Your objective ▸ Could you write out every entry exactly as it stands?

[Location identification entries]
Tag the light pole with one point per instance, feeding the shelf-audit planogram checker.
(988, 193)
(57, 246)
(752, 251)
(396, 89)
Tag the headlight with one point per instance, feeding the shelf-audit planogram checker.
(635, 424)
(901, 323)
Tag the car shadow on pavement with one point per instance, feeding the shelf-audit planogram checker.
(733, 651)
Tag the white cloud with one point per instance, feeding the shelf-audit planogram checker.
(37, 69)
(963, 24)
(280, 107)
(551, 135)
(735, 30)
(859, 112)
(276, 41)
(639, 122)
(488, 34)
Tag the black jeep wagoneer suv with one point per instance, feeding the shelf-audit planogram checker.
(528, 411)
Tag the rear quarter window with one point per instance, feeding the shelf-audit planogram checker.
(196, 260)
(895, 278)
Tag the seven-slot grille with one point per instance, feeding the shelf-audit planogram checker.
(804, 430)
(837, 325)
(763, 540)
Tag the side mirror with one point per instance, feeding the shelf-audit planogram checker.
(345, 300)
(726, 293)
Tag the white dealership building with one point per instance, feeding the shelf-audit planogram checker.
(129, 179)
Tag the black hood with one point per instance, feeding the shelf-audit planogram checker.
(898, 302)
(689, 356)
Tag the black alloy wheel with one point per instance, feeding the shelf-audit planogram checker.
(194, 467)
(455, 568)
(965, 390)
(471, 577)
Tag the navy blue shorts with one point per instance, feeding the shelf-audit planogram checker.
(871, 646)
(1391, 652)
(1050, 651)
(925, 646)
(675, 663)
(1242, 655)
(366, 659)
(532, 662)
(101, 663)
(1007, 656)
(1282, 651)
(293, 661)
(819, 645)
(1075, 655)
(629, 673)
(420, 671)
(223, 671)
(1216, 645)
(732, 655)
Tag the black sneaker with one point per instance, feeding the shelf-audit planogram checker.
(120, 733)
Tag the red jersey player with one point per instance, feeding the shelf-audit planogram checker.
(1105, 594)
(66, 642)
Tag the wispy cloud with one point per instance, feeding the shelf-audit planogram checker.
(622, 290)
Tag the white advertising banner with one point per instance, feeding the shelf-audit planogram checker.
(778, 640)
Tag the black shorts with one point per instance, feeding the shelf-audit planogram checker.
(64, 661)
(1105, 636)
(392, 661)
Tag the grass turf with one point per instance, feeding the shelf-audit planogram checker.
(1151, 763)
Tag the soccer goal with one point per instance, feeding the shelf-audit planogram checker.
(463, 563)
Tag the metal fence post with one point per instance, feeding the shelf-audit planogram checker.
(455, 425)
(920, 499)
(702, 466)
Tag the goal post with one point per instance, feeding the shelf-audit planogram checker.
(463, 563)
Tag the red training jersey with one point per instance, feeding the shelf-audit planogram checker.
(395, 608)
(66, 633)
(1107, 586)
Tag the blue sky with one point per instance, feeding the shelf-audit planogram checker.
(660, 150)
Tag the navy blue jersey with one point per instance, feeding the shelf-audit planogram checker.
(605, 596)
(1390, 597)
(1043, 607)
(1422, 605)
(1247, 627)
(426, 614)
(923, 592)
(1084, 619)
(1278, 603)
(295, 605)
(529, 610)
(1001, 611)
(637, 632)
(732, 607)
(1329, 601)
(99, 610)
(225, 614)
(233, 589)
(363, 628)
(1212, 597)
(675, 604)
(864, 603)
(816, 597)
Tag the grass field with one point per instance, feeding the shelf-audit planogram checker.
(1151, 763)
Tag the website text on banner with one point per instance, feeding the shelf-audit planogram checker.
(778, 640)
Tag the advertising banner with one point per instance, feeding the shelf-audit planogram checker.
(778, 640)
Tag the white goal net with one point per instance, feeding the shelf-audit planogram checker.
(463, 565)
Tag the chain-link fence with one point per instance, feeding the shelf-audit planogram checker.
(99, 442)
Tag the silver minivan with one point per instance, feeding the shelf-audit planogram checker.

Result below ▸
Tag the light pole with one point per instance, feeding the shelf-audit planogram checker.
(988, 193)
(57, 246)
(752, 251)
(396, 89)
Tag the headlight with one point per instance, feeding the shelf-audit planogram checker.
(635, 424)
(901, 323)
Tag the car shadow on pavement with one point per instance, feeding the shelf-audit planogram checker.
(733, 651)
Tag the white cloud with one point per instance, feeding the shelf-audit planogram checker.
(37, 69)
(963, 24)
(280, 107)
(551, 135)
(735, 30)
(859, 112)
(276, 41)
(639, 122)
(488, 34)
Tag the black jeep wagoneer suv with one point per instance, feeding the shelf-audit planogram checker.
(528, 411)
Tag the rear quarter window with one point per instance, feeding the shelf-audit planogram checker.
(196, 260)
(895, 278)
Tag the seven-slot grille with one point per instance, feeding the shelf-audit planogram checker.
(804, 430)
(837, 325)
(763, 540)
Tag the side mirror with one point per instance, feeding the shelf-audit planogram checker.
(345, 300)
(726, 293)
Tag the white dealership building with one point per instance, feeding the shelf-audit planogram checker.
(129, 179)
Tag the black hood with one point per instance, feeding the shelf-audit planogram checker.
(898, 302)
(689, 356)
Tag the black alloy wheel with one point per instance, feeding the shelf-audit planogram checker.
(194, 467)
(455, 568)
(965, 390)
(471, 577)
Tag the navy blue shorts with one point per instance, feeding the shelf-audit planogram checker.
(871, 646)
(1391, 652)
(1050, 651)
(925, 646)
(675, 663)
(1242, 655)
(366, 659)
(532, 662)
(101, 663)
(1007, 656)
(1282, 651)
(293, 661)
(819, 645)
(1075, 655)
(629, 673)
(420, 671)
(223, 671)
(1216, 645)
(732, 655)
Tag the black sneaker with one point per instance, feeding the shelf-audit planogram checker.
(120, 733)
Tag the red jersey player with one point per instance, feeding the shelf-audit planogram checker.
(1105, 594)
(66, 642)
Tag the wispy cloud with one point per instance, feeding the shelf-audit planogram checker.
(622, 290)
Tag the white advertising banner with one point per instance, feeding the shelf-audit planogram checker.
(778, 640)
Tag the black shorts with one point per instance, feeding the shelf-audit planogram checker.
(64, 661)
(1105, 636)
(392, 661)
Tag the grass turf with one point per instance, feeding the shelf-audit planogram checker.
(1151, 763)
Tag the soccer goal with one point per instance, feeding the shelf-audit planogram checker.
(463, 563)
Tag the metal fence post with one point per instance, feeding the shelf-audit planogram checker.
(455, 425)
(920, 499)
(702, 466)
Tag the goal post with one point per instance, feeding the shelf-audit planogram checker.
(463, 563)
Tag the red training jersey with one point per instance, feeding the shelf-audit planogram checker.
(395, 608)
(66, 633)
(1107, 586)
Tag the blue sky with one point per instance, feeding the shelf-audit planogram checker.
(660, 150)
Tag the navy blue jersey with one point per instance, feeding the shelf-audit planogram checker.
(605, 596)
(1390, 597)
(1043, 607)
(1422, 605)
(1247, 627)
(426, 614)
(923, 592)
(1084, 619)
(1278, 603)
(295, 605)
(529, 610)
(1001, 611)
(637, 632)
(732, 607)
(1329, 601)
(99, 610)
(225, 614)
(233, 589)
(363, 628)
(1212, 597)
(675, 604)
(864, 603)
(816, 597)
Tag the grass field with one point per instance, feeding the shelf-audit planogram checker.
(1151, 763)
Tag the website text on banner with one point per instance, feeding the shelf-audit planogram checker.
(778, 640)
Tag the advertising banner with one point per instance, feeding the shelf-audit planogram checker.
(778, 640)
Tag the white goal net with one point per instance, feeding the shelf-audit planogram checker.
(463, 565)
Tag the chain-link fence with one point per instance, feeding the shelf-audit planogram checker.
(99, 442)
Tag the silver minivan with one point per instance, feeding the shelf-audit planogram checker.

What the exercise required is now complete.